== Task directions ==
Only the lines from the line holding "TARGET = fence post" to the last line should be output, each exactly as given.

Dataset entries
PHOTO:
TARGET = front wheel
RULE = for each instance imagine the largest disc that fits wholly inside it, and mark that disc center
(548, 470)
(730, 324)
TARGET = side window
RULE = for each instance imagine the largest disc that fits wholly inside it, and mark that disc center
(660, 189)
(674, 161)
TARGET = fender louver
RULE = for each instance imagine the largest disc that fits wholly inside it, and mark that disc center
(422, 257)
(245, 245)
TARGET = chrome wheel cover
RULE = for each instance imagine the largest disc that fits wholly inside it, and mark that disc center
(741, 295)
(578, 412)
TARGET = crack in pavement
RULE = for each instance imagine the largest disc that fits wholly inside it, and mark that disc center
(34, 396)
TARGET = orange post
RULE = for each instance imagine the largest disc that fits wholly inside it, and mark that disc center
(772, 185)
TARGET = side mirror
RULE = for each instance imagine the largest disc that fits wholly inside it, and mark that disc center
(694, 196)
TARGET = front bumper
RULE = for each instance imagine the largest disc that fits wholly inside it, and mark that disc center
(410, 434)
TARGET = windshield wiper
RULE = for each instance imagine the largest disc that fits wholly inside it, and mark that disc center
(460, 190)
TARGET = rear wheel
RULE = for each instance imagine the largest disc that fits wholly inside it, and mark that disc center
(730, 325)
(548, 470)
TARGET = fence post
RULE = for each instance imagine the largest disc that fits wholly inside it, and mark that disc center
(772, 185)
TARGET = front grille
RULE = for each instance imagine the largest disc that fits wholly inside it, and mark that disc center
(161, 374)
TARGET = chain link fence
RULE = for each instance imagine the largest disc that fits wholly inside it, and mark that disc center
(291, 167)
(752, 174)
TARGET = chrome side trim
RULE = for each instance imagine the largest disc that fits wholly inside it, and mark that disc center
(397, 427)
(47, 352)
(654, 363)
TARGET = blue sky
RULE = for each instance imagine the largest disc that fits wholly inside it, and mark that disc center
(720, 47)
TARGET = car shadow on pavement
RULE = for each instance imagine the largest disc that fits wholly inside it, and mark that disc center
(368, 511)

== Result ==
TARGET = fence post
RULE = for each instance imagine the largest disc that fits wholly inside it, and mark that disc center
(772, 185)
TARGET = front grille
RULE = for each instance imagine the largest disc that fits wholly inside it, and mark that disc center
(161, 374)
TARGET = chain link fence
RULE = for each instance imagine the largest disc that fits wholly inside it, and mark that disc center
(291, 167)
(752, 174)
TARGET = chrome side trim
RULE = for each instance imagine the largest disc that fits wholly inside it, and mark that disc center
(397, 427)
(47, 352)
(654, 363)
TARGET = blue sky
RULE = for each instance imagine the largest disc that fits wholly inside it, and mark that disc center
(720, 47)
TARGET = car shadow on pavement
RULE = for each instance imagine the largest disc that fits wholly inside it, and mark that disc center
(368, 511)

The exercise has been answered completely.